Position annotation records
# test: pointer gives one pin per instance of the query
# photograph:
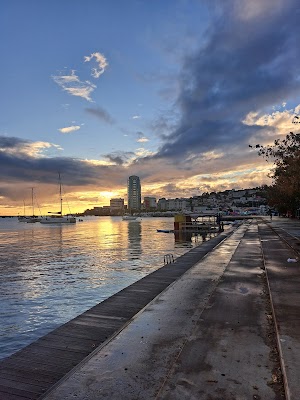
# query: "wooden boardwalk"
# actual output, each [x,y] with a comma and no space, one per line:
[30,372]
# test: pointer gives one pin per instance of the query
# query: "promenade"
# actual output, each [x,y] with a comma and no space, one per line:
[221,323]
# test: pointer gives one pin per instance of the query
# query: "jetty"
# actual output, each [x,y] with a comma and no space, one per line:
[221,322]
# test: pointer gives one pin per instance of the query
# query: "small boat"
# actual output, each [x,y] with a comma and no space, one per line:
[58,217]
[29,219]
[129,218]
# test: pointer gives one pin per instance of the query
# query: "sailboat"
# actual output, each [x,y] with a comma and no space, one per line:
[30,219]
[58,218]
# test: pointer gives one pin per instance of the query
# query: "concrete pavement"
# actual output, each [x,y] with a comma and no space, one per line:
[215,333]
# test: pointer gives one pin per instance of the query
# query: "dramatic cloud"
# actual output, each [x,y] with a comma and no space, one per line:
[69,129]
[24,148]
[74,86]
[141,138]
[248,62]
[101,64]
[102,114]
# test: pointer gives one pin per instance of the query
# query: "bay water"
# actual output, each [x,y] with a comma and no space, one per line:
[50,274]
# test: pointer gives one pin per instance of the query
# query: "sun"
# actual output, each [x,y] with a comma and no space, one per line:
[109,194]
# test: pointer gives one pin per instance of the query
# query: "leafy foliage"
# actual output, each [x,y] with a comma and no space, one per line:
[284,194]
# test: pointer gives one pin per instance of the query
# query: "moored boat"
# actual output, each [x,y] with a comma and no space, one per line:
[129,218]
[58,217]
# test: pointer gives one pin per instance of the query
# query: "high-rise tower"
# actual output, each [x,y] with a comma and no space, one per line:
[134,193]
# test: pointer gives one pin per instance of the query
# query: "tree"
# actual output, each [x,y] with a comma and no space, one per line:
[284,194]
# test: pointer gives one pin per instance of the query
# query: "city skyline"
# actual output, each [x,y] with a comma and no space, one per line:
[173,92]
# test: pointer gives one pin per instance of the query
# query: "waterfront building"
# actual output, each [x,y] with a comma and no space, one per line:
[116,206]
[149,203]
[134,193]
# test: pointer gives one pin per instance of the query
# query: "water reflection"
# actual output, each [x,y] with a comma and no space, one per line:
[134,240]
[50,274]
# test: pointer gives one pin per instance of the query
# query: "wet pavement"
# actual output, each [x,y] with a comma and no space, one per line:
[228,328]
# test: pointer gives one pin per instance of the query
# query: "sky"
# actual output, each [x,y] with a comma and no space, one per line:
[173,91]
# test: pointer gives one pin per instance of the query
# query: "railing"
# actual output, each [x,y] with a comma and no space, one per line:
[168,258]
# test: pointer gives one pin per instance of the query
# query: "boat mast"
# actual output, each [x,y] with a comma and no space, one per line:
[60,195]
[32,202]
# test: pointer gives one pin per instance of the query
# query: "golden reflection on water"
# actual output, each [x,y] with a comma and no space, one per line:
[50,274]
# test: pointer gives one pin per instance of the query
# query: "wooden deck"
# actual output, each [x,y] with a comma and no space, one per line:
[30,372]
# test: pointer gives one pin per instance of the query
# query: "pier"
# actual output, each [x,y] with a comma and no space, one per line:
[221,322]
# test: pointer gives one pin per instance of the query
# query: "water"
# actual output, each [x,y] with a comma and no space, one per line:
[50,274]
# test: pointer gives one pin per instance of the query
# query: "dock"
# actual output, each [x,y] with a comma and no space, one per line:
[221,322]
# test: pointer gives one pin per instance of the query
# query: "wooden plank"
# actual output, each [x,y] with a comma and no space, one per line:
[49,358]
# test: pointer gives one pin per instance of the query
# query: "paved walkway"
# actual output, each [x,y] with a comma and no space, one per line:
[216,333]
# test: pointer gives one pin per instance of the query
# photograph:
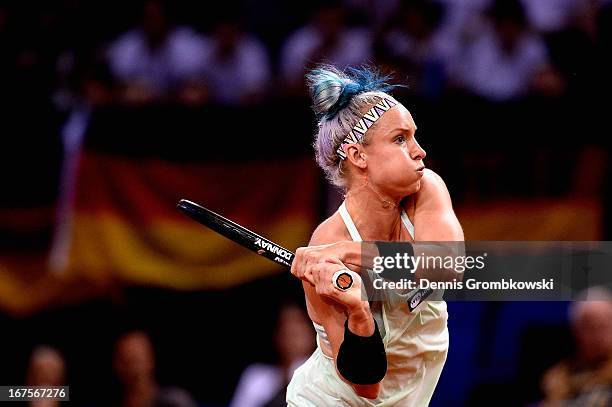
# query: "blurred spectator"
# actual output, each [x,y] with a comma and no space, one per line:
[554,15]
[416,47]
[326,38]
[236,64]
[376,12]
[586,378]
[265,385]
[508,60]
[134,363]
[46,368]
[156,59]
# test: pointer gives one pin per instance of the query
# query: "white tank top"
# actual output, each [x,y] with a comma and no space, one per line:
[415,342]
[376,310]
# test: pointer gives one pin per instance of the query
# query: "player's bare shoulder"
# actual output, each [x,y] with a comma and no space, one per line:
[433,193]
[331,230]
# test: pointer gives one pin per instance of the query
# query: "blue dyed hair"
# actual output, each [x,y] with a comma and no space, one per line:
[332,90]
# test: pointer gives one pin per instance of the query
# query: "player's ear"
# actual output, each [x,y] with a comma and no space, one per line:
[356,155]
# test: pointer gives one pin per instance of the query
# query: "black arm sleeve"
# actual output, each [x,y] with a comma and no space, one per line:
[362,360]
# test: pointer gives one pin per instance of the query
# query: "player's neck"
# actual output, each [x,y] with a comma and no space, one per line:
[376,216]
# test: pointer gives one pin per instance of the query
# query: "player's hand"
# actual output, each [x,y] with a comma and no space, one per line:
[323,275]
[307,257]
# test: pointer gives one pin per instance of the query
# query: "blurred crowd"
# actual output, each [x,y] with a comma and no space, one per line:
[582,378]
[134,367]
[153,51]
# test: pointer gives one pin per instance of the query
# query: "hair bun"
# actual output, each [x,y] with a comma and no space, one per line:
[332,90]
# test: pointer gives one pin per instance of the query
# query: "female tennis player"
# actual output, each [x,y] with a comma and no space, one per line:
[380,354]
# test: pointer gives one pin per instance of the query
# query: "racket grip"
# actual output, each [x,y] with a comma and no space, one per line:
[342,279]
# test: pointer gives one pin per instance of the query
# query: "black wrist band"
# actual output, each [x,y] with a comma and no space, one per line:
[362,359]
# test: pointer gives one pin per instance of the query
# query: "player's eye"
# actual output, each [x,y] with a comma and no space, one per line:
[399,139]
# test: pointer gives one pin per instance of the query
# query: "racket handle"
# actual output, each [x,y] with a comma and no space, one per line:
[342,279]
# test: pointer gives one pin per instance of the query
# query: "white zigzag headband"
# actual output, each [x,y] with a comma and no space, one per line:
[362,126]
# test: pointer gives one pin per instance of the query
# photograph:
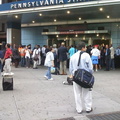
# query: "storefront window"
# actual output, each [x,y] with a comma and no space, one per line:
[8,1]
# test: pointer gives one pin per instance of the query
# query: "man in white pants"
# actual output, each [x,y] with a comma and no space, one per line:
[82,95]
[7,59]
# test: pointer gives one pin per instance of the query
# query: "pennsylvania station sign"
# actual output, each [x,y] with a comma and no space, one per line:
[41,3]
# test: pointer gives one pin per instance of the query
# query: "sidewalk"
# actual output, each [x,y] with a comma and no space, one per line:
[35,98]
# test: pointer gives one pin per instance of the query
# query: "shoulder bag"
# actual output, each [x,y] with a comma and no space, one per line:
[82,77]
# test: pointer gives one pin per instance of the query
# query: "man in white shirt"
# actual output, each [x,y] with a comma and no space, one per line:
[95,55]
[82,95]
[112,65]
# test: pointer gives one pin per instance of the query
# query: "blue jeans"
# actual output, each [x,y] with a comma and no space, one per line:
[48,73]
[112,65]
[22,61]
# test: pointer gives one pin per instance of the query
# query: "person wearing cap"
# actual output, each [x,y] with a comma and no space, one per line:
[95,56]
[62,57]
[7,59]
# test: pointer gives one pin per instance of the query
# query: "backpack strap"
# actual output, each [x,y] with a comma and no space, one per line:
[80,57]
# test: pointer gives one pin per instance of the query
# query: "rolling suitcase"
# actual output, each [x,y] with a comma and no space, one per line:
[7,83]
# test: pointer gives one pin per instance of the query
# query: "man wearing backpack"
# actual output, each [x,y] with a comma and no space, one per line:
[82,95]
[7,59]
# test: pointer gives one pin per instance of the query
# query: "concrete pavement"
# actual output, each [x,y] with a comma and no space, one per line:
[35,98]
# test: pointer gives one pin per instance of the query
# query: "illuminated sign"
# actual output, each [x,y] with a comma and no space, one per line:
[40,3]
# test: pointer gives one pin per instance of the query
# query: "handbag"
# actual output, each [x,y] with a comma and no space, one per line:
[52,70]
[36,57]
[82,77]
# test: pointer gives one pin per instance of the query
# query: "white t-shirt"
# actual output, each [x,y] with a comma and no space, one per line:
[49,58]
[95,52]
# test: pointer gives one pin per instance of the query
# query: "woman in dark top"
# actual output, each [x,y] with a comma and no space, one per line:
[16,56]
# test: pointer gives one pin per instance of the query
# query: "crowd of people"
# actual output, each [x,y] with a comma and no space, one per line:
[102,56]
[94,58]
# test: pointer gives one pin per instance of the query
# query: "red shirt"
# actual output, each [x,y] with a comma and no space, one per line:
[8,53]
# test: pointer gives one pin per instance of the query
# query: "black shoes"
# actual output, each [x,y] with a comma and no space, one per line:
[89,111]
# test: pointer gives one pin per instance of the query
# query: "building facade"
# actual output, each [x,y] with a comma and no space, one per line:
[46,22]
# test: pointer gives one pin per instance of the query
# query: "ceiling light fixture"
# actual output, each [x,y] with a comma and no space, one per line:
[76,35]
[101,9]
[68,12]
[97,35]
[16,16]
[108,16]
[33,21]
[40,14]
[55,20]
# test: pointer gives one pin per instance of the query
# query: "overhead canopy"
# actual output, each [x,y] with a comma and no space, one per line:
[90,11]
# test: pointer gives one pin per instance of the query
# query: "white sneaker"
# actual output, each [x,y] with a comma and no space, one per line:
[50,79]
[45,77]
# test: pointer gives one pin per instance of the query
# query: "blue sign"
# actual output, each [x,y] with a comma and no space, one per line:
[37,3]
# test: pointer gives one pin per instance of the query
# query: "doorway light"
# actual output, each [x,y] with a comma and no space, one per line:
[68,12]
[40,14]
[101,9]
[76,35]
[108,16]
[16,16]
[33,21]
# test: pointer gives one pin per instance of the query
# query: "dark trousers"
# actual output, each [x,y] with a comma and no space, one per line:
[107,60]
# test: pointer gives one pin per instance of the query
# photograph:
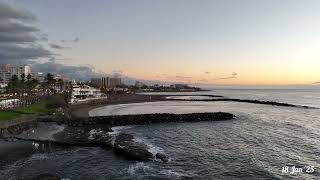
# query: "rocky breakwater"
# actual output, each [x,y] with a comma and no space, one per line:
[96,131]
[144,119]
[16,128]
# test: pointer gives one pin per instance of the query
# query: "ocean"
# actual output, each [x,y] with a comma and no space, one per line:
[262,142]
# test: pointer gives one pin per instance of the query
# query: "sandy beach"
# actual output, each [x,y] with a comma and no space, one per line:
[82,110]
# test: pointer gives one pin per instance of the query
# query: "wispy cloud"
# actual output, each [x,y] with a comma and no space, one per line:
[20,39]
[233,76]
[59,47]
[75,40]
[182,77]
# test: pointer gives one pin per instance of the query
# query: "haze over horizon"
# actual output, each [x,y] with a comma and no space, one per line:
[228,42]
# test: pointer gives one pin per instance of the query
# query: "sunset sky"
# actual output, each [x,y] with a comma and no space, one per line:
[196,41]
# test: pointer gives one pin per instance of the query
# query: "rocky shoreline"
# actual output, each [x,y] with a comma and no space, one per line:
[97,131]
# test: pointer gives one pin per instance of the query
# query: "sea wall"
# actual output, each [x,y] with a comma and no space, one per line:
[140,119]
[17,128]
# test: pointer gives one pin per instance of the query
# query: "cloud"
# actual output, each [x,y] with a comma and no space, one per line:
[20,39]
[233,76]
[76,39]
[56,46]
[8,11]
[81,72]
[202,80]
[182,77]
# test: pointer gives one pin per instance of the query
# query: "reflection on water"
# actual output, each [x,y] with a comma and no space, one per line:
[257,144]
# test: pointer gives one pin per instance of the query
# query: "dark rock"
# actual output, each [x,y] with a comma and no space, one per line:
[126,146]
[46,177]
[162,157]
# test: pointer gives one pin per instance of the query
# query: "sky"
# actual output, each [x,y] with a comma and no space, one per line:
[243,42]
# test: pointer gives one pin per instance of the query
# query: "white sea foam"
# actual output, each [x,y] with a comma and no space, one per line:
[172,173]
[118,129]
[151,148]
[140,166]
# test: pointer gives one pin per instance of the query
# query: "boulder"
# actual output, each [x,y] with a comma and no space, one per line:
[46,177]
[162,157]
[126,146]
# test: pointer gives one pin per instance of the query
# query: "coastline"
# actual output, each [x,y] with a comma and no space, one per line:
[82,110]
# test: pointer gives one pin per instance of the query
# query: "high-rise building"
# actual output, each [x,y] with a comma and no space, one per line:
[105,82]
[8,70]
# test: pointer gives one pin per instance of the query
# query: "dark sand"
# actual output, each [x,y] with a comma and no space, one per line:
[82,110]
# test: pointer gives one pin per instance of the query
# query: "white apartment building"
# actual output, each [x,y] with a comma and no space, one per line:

STATED EXERCISE
Return every line from the records above that contains the word "rocky".

SOLUTION FOR THIS TASK
# query: "rocky breakwater"
# query: "rocky shoreline"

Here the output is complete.